The best photographs help us feel something that we struggle to comprehend. They do not paint 1000 words, they evoke an emotion. And delivering emotional truth, telling a story from the complexity of these situations requires enlightened subjectivity. It requires the first manipulation of picking up the camera. All subsequent manipulations after that pale into insignificance. I understand the desire for some kind of code, but I feel it does the talent of these visual storytellers a disservice.
There has been much attention in the press over a certain Wiki. The Wikileaks affair has raised questions over what counts as journalistic freedom, and what is simply sensationalism, revelation, or open-source espionage. I feel after such an expectant sentence, I should at least lay out my stall before I go on. I think the suppression of the website is outrageous, and gives America no leg to stand on when it turns round and tells China that it should allow greater journalistic freedom. I am inclined to agree with Clay Shirky’s post and position myself on the side of free speech with some reservation. I also think that just dumping a database of leaked documents online isn’t really journalism.

**********

:: Stated goal 1 ::
In the text, what does the writer list as the things the Wikileaks affair might count as instead of journalistic freedom? Name all of them.
:: Stated goal 2 ::
Reproduce the part of the text that opens with the words containing "There has been" and closes with "isn’t really journalism.".

**********

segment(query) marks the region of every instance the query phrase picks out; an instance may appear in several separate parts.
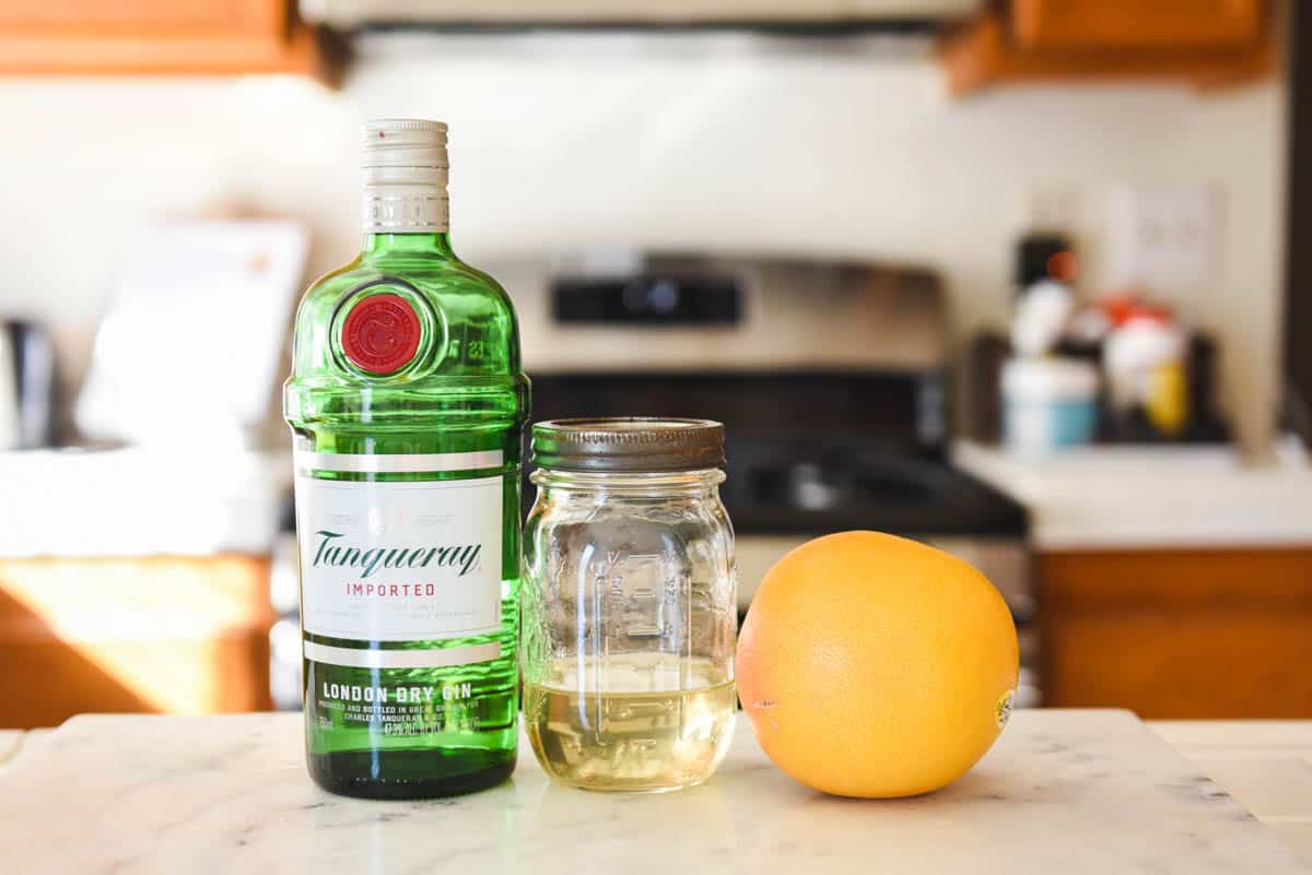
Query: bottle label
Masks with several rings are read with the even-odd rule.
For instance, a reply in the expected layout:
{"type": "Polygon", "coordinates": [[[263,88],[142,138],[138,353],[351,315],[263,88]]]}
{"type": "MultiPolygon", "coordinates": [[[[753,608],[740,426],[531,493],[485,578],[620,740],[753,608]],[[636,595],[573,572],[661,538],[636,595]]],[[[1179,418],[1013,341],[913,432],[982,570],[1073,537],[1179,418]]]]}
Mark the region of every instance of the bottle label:
{"type": "MultiPolygon", "coordinates": [[[[493,455],[500,456],[459,453],[493,455]]],[[[398,458],[412,465],[405,470],[413,470],[415,465],[425,464],[421,460],[434,457],[319,455],[315,458],[336,460],[336,465],[303,462],[298,457],[298,468],[377,470],[378,466],[395,468],[386,460],[398,458]]],[[[426,469],[453,470],[432,465],[426,469]]],[[[304,631],[390,642],[499,633],[502,490],[500,475],[363,482],[318,479],[298,473],[297,528],[304,631]]],[[[371,652],[361,651],[361,655],[371,652]]],[[[388,652],[403,656],[415,651],[388,652]]],[[[459,661],[479,660],[462,658],[459,661]]]]}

**********

:: Complete response 1 ::
sensationalism, revelation, open-source espionage

:: Complete response 2 ::
There has been much attention in the press over a certain Wiki. The Wikileaks affair has raised questions over what counts as journalistic freedom, and what is simply sensationalism, revelation, or open-source espionage. I feel after such an expectant sentence, I should at least lay out my stall before I go on. I think the suppression of the website is outrageous, and gives America no leg to stand on when it turns round and tells China that it should allow greater journalistic freedom. I am inclined to agree with Clay Shirky’s post and position myself on the side of free speech with some reservation. I also think that just dumping a database of leaked documents online isn’t really journalism.